• **EXERCISE GOAL**
Continue the essay on birth control access and the Supreme Court's contraception ruling, starting right after its final sentence.
** Opening EXTRACT block **
Sex

Wanting Good Sex Is a Good Enough Reason for Birth Control

I need my IUD to treat a health condition—and to have sex. Both are crucial.

[Photo: A young Black woman lies on a bed looking up at the camera.]
When we cloak our arguments for birth control in justifications about the benefits it provides other than pregnancy prevention, we concede that there is something salacious or controversial about just plain old having sex. Shutterstock

The U.S. Supreme Court ruled Wednesday that employers could deny people contraception coverage because of religious or moral objections, upholding the Trump’s administration gutting of the Affordable Care Act’s birth control mandate. It’s a devastating and despicable decision (especially when you consider the 7-2 ruling—Breyer? Kagan? What’s up with you two?) that critically jeopardizes access to contraception for people around the country.

Those of us in the reproductive rights community have been bracing for this decision, hoping it would go the way of June Medical Services v. Russo, this term’s surprise abortion rights win. But instead, the Roberts Court decided to prioritize religious and “moral” objections over the health and well-being of people who can become pregnant and who need reproductive health care.

Whenever the conversation turns to birth control accessibility some will always argue that the restriction of birth control is especially harmful because people use it to treat medical conditions. It’s an angle offered by (well-meaning) advocates, and it took me all of four minutes scrolling Twitter on Wednesday morning to see a tweet on my timeline invoking it. It’s used as a defense of birth control—a way to say, “Hey, this isn’t just about sex, it’s about people’s health too!”
** Closing EXTRACT block **
** Opening LISTED ENTRIES block **
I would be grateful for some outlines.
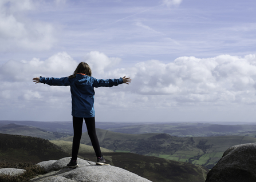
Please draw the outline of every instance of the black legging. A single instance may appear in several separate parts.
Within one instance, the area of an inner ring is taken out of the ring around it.
[[[83,118],[77,118],[73,116],[73,127],[74,129],[74,137],[73,138],[72,145],[72,160],[77,160],[79,146],[80,145],[81,137],[82,136],[82,127]],[[95,118],[85,118],[84,120],[86,124],[87,132],[90,137],[92,147],[95,151],[96,156],[101,157],[100,144],[97,137],[95,130]]]

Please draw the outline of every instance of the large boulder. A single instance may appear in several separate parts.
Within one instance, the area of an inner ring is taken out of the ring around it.
[[[2,168],[0,169],[0,175],[7,175],[15,176],[23,173],[26,170],[16,168]]]
[[[206,182],[256,181],[256,143],[229,148],[208,173]]]
[[[37,165],[44,168],[48,173],[31,179],[31,182],[149,182],[151,181],[122,168],[111,165],[96,165],[96,163],[77,159],[79,166],[68,168],[69,157],[58,160],[44,161]]]

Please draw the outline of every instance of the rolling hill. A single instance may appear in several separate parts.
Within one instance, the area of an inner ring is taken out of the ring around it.
[[[0,126],[0,133],[38,137],[48,140],[55,140],[70,136],[68,134],[49,132],[40,128],[18,125],[14,123]]]
[[[200,164],[211,169],[229,147],[256,142],[245,136],[178,137],[166,134],[125,134],[96,129],[100,145],[116,152],[131,152]],[[62,139],[71,141],[73,137]],[[91,145],[86,132],[81,143]]]
[[[39,137],[0,134],[0,162],[9,163],[58,160],[69,156],[60,147]]]
[[[70,145],[70,142],[55,142],[62,148]],[[95,161],[96,157],[90,146],[81,145],[79,155],[82,159]],[[203,182],[208,170],[200,165],[174,161],[155,157],[144,156],[132,153],[107,152],[104,157],[111,165],[123,168],[155,182],[175,181]],[[0,134],[0,163],[37,163],[42,161],[58,160],[69,156],[60,147],[48,140],[7,134]]]
[[[94,153],[81,153],[85,159],[95,160]],[[208,170],[199,165],[132,153],[105,153],[111,165],[132,172],[154,182],[204,182]]]
[[[107,130],[129,134],[164,133],[179,137],[223,135],[256,136],[256,125],[224,125],[202,123],[178,123],[131,125]]]

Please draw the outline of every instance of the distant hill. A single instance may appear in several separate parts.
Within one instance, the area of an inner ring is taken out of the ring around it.
[[[48,140],[0,134],[0,162],[31,162],[58,160],[70,156]]]
[[[109,128],[107,130],[124,134],[164,133],[179,137],[223,135],[256,136],[256,125],[222,125],[202,123],[140,124]]]
[[[62,147],[69,146],[70,142],[56,141]],[[96,161],[94,152],[88,152],[85,145],[81,145],[79,155],[82,159]],[[154,182],[203,182],[207,169],[187,163],[171,161],[155,157],[148,157],[132,153],[106,152],[103,155],[111,165],[119,167],[147,178]],[[85,153],[83,153],[86,152]],[[0,134],[0,163],[31,162],[58,160],[70,154],[63,151],[48,140],[7,134]]]
[[[50,140],[50,142],[56,144],[56,145],[61,148],[61,149],[65,152],[72,153],[72,142],[66,141],[63,140]],[[113,152],[113,151],[100,147],[100,149],[102,152]],[[80,147],[79,147],[79,153],[94,153],[93,148],[92,146],[80,144]],[[78,155],[79,155],[78,153]]]
[[[154,182],[204,182],[208,170],[188,163],[179,162],[132,153],[104,153],[112,165],[132,172]],[[86,160],[94,161],[92,153],[82,153]]]
[[[14,123],[0,126],[0,133],[38,137],[48,140],[55,140],[70,136],[67,134],[49,132],[39,128],[18,125]]]
[[[132,152],[194,164],[211,169],[229,147],[256,142],[256,138],[245,136],[178,137],[166,134],[125,134],[96,129],[102,147],[116,152]],[[62,139],[72,141],[73,137]],[[91,145],[87,132],[81,143]]]
[[[139,123],[96,122],[96,128],[98,128],[128,134],[164,133],[179,137],[225,135],[241,135],[255,137],[256,136],[256,124],[253,124],[253,123],[218,123],[220,124],[217,124],[212,123]],[[231,123],[233,125],[230,124]],[[235,124],[236,123],[237,124]],[[48,132],[53,133],[57,138],[61,138],[62,136],[64,136],[65,134],[70,136],[73,135],[72,122],[46,122],[0,120],[0,127],[9,124],[27,126],[41,129],[44,131],[47,131]],[[84,123],[82,126],[82,131],[83,132],[87,131]],[[8,133],[6,132],[6,134]],[[29,131],[27,134],[29,134]],[[53,138],[49,138],[49,139],[54,140]]]

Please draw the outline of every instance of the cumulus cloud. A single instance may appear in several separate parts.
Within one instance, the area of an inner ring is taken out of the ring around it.
[[[5,82],[29,82],[33,76],[64,77],[72,75],[78,63],[66,52],[59,52],[45,60],[10,60],[0,67],[0,80]]]
[[[83,61],[91,67],[93,74],[103,75],[109,68],[121,62],[119,58],[109,58],[105,54],[99,51],[90,51],[84,57]]]
[[[95,107],[104,112],[113,108],[161,111],[190,106],[226,108],[256,104],[255,55],[222,55],[204,59],[183,56],[170,63],[149,60],[118,68],[116,64],[121,59],[97,51],[88,53],[83,60],[91,66],[97,78],[126,75],[132,79],[129,86],[96,88]],[[69,87],[35,85],[31,79],[40,75],[69,76],[78,63],[64,52],[45,60],[10,60],[1,65],[0,107],[40,107],[49,112],[60,108],[69,115]]]
[[[34,21],[24,12],[35,10],[30,0],[3,0],[0,3],[0,51],[15,48],[45,50],[56,42],[55,29],[50,23]]]

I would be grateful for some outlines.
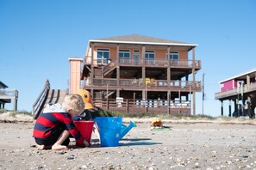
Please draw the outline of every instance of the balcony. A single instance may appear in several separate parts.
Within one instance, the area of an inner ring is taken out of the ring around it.
[[[154,80],[153,82],[143,83],[143,79],[120,79],[119,82],[116,78],[94,78],[93,83],[91,84],[85,83],[86,87],[94,87],[94,88],[105,88],[108,87],[109,89],[113,88],[113,89],[116,89],[116,88],[128,89],[134,88],[147,88],[156,90],[167,90],[168,88],[180,90],[180,91],[201,91],[202,85],[201,82],[195,82],[193,84],[192,81],[171,81],[168,85],[167,80]]]
[[[252,93],[253,91],[256,91],[256,82],[253,82],[253,83],[252,82],[251,84],[244,85],[243,94]],[[232,96],[236,96],[237,94],[241,94],[241,89],[240,88],[237,89],[236,88],[224,92],[215,93],[215,99],[220,100],[220,99],[228,98]]]
[[[177,67],[201,69],[200,60],[181,60],[181,59],[138,59],[138,58],[119,58],[111,60],[106,58],[91,59],[91,56],[84,58],[84,65],[107,65],[109,64],[119,64],[120,66],[146,66],[146,67]]]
** Closing LISTED ENTRIES block **
• **OUTPUT OF THE TASK**
But embedded in this rhetoric is an insidious kind of shaming and stigma—an implication that birth control is only justifiable because people need it for things other than having sex and preventing pregnancy. When we use this argument as a shield for birth control coverage, what we’re actually saying—just under the surface—is that using birth control for pregnancy prevention and sex is not as valid or as necessary.

Before we get any further, let me make something clear: I have endometriosis, and doctors have prescribed practically every form of birth control in the book (even though birth control doesn’t actually treat the disease, and does little to mitigate my symptoms).

I currently have an intrauterine device (IUD) to manage suspected adenomyosis—in which endometrial tissue spreads in the wall of the uterus—and to stave off a hysterectomy, which is the only complete cure for adenomyosis. I also use birth control because, when we’re not in the middle of a global pandemic, I have sex. I have sex casually, and I have it in relationships; I have it on first dates, and I have it with both people I know well and people I’ve just met. I like sex—it feels good, and, as someone with a chronic illness, it allows me to connect with my body in a way that feels pleasureful and empowering. I also want a family one day, and birth control allows me to have as much sex as I want now while ensuring that, when the time comes for me to try to get pregnant, I can do so on my own terms.

Frankly, that should be enough to warrant access to birth control.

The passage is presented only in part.